EXERCISE OBJECTIVE:
Entries must be copied exactly, with nothing left out.

-------- SOURCE RECORDS --------

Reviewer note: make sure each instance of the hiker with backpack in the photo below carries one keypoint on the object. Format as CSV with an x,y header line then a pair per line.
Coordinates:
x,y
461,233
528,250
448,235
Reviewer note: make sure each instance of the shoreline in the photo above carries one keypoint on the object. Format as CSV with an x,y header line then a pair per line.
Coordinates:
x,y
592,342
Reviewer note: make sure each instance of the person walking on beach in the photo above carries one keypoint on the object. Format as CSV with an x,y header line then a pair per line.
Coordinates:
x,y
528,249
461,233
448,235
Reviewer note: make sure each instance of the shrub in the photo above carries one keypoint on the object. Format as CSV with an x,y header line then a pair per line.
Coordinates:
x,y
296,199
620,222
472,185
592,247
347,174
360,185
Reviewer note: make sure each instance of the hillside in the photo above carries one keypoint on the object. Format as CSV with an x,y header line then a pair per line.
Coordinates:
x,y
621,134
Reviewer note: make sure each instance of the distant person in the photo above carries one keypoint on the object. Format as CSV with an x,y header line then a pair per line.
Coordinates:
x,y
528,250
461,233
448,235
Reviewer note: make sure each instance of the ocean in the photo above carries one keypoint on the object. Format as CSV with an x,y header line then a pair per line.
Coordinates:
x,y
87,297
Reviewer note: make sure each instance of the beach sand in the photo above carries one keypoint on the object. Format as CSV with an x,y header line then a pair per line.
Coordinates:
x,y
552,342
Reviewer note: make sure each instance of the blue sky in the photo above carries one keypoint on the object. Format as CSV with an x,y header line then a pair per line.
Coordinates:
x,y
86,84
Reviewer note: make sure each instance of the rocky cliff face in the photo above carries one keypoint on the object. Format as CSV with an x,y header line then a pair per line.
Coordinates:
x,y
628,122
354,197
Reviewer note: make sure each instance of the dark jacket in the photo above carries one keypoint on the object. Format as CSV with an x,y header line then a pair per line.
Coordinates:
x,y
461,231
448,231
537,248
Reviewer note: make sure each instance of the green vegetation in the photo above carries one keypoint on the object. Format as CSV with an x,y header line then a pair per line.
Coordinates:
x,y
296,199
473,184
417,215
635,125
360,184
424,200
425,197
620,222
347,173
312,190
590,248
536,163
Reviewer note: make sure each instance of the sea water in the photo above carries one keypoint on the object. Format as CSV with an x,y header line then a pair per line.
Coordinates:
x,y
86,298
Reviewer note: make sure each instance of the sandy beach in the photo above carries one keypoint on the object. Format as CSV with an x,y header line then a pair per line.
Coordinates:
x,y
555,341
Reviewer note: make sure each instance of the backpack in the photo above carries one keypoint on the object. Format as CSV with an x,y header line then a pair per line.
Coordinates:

--------

SOLUTION:
Reviewer note: make sure each instance of the hiker with backpack in the photo below carries one keypoint on the object. Format as CSV with an x,y header line then a pair per line.
Coordinates:
x,y
461,233
528,250
448,235
Reviewer note: make sure each instance of the shoreline in the photo above carries one keypoint on the object. Format as CSV with an x,y header line then a pair per line.
Coordinates:
x,y
592,342
Reviewer note: make sure each instance of the person walking on beach in the photo above carries one keypoint on the object. Format as CSV with an x,y header line then a pair per line.
Coordinates:
x,y
528,249
461,233
448,235
Reviewer note: make sure each instance of the shrub in the photo above carries one keypoint on the object. Format as CSV with an x,y header line then a pair per line.
Coordinates:
x,y
296,199
620,222
472,185
592,247
347,174
360,185
Reviewer note: make sure each instance of the hillside in the photo above carries one keypoint on the object. Format as CSV with an x,y header line then a pair per line.
Coordinates:
x,y
621,134
Reviewer note: make sure each instance of the distant person in the photo above carries one keypoint on the object. Format as CSV with an x,y header line then a pair per line.
Coordinates:
x,y
528,250
461,233
448,235
Reviewer note: make sure each instance of the ocean in the photo above carries one keypoint on the object. Format as CSV with an x,y header line then a pair per line.
Coordinates:
x,y
87,297
Reviewer note: make sure each instance of the beach sand in the photo above carries one keypoint on the object. Format as CSV with an x,y header line then a pair per line.
Coordinates:
x,y
552,342
Reviewer note: make sure each instance of the blue sky in the photo above carries one keypoint on the object. Format as CSV with an x,y header line then a pair per line.
Coordinates:
x,y
86,84
Reviewer note: make sure each instance of the rocky cliff face in the photo above carries one keypoint on the object. Format as CSV with an x,y header line then a pair per line.
Coordinates:
x,y
628,122
354,197
Reviewer note: make sure each instance of the dark jacket in the photo above carries one keypoint on the object. Format as CSV with an x,y header line then a pair per line.
Coordinates:
x,y
461,231
448,231
537,248
Reviewer note: make sure each instance of the green vegetation in the photo above carries one keypoint on the object. Format as CSV with an x,y header line then a pair per line.
Coordinates:
x,y
296,199
473,184
417,215
635,125
360,184
424,200
425,197
620,222
347,173
312,190
590,248
536,163
Reviewer note: make sure each instance of the sea water in the photo above carries one keypoint on the object. Format as CSV with an x,y header line then a pair per line.
Coordinates:
x,y
86,298
Reviewer note: make sure each instance of the sandy beach in the photo above carries one keypoint on the object. Format as CSV with an x,y header line then a pair per line.
Coordinates:
x,y
555,341
Reviewer note: make sure each instance of the backpack in the photo above carries one keypoint on the object. Format as CSV with an x,y header line then a pair per line.
Coordinates:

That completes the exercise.